-- EXERCISE --
Rewrite all the material below with every "simplified polygon" swapped for "reduced polygon", leaving everything else unchanged.

Shape boundary entries
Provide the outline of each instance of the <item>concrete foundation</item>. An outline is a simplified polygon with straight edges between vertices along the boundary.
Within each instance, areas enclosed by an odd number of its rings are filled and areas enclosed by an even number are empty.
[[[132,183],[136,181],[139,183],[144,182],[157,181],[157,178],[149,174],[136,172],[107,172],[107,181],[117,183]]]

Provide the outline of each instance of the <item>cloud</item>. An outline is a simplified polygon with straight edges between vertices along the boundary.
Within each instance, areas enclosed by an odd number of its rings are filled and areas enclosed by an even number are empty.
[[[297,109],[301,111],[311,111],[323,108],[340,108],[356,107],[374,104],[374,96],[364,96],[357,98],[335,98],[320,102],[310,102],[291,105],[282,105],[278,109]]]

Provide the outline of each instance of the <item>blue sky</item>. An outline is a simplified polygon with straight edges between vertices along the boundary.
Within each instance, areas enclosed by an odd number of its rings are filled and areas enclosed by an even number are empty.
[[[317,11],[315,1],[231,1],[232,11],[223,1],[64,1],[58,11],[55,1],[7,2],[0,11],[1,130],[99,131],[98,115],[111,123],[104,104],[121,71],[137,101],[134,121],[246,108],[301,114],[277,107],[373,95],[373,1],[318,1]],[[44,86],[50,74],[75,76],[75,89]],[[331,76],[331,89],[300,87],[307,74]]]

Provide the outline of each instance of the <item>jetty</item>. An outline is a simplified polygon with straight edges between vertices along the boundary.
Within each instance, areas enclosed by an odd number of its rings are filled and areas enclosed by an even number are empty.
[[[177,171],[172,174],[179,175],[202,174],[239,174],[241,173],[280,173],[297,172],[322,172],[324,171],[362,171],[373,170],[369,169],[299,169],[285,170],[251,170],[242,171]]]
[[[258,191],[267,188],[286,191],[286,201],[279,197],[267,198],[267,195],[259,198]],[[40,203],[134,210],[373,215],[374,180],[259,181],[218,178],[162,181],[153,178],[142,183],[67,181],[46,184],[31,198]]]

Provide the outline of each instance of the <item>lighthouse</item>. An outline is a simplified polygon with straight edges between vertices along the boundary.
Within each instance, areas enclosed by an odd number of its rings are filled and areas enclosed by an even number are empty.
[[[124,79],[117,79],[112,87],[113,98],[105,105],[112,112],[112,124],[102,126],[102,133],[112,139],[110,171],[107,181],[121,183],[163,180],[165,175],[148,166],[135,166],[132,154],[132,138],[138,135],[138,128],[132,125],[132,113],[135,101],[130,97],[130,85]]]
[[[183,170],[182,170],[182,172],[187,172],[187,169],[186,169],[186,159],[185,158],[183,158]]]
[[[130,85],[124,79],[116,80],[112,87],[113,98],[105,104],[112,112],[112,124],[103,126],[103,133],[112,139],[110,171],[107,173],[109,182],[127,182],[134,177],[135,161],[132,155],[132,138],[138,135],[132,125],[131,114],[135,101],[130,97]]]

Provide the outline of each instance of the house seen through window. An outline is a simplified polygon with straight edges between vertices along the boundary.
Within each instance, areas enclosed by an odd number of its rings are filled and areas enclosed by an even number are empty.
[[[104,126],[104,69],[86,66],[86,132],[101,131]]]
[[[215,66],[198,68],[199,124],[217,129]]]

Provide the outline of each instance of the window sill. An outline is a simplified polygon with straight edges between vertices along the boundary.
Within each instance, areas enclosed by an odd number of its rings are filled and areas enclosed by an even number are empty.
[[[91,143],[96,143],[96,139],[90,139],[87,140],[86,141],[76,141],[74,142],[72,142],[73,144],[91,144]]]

-- EXERCISE OUTPUT --
Provide the outline of each instance of the <item>concrete foundation</item>. An outline is a reduced polygon with straight edges between vertices along the boundary.
Within each instance, areas enclosed by an odd number of its rings are filled and areas enclosed by an even number are empty.
[[[132,183],[136,181],[139,183],[144,182],[157,181],[157,178],[149,174],[136,172],[107,172],[107,181],[117,183]]]

Provide the outline of each instance of the <item>cloud</item>. An outline is a reduced polygon with straight edges between vertices along the boundary.
Within each instance, areas enclosed by an odd number of its rings are filled and areas enclosed by an even number are empty.
[[[297,109],[301,111],[311,111],[323,108],[340,108],[356,107],[374,104],[374,96],[364,96],[357,98],[335,98],[320,102],[310,102],[291,105],[282,105],[278,109]]]

Provide the outline of each instance of the <item>blue sky</item>. An outline is a reduced polygon with straight edges between vertices along the boundary.
Within each instance, areas enclosed by an odd number of its rings are filled and areas enclosed by an even number are empty.
[[[317,11],[315,1],[231,1],[232,11],[223,1],[64,1],[58,11],[55,1],[7,2],[0,11],[1,130],[99,131],[98,115],[111,123],[104,104],[121,71],[137,101],[134,121],[246,108],[301,114],[277,107],[373,95],[373,1],[318,1]],[[44,86],[50,74],[75,76],[75,89]],[[331,76],[331,89],[300,87],[307,74]]]

Provide the outline of each instance of the <item>jetty</item>. An outline is a reduced polygon with straight edges between vertices along the boundary.
Within each instance, areas enclosed by an odd number of its rings are filled and areas enclosed by an even number are empty.
[[[177,171],[172,174],[179,175],[202,174],[239,174],[241,173],[280,173],[297,172],[322,172],[324,171],[362,171],[373,170],[369,169],[299,169],[285,170],[251,170],[242,171]]]
[[[258,191],[267,188],[286,191],[286,201],[279,197],[267,198],[267,195],[259,198]],[[40,203],[134,210],[373,215],[374,180],[259,181],[218,178],[162,181],[153,178],[142,183],[67,181],[46,184],[31,198]]]

Provide the outline of each instance of the <item>lighthouse</item>. An outline is a reduced polygon with straight edges between vertices along the boundary.
Within each instance, areas enclosed by an odd number of its rings are filled and areas enclosed by an even number are empty.
[[[124,79],[117,79],[112,87],[113,98],[105,105],[112,112],[112,124],[102,126],[102,133],[112,139],[110,171],[107,181],[121,183],[163,180],[165,175],[148,166],[135,166],[132,154],[132,138],[138,135],[138,128],[132,125],[132,113],[135,101],[130,97],[130,85]]]
[[[183,170],[182,170],[182,172],[187,172],[187,169],[186,169],[186,159],[185,158],[183,158]]]
[[[130,85],[124,79],[116,80],[112,87],[113,98],[105,104],[112,112],[112,124],[103,126],[103,133],[112,139],[110,171],[107,173],[109,182],[127,182],[134,177],[135,161],[132,155],[132,138],[138,135],[132,125],[131,114],[135,101],[130,97]]]

Provide the outline of each instance of the house seen through window. An outline is a reduced polygon with straight edges between vertices along the boundary.
Within each instance, areas enclosed by an odd number of its rings are filled and areas enclosed by an even number are empty.
[[[104,126],[104,69],[86,66],[86,132],[101,131]]]
[[[215,66],[198,68],[199,124],[217,129]]]

Provide the outline of each instance of the window sill. An outline is a reduced polygon with straight edges between vertices along the boundary.
Within each instance, areas enclosed by an odd number of its rings are filled and areas enclosed by an even number are empty.
[[[91,143],[96,143],[96,139],[90,139],[87,140],[86,141],[76,141],[74,142],[72,142],[73,144],[91,144]]]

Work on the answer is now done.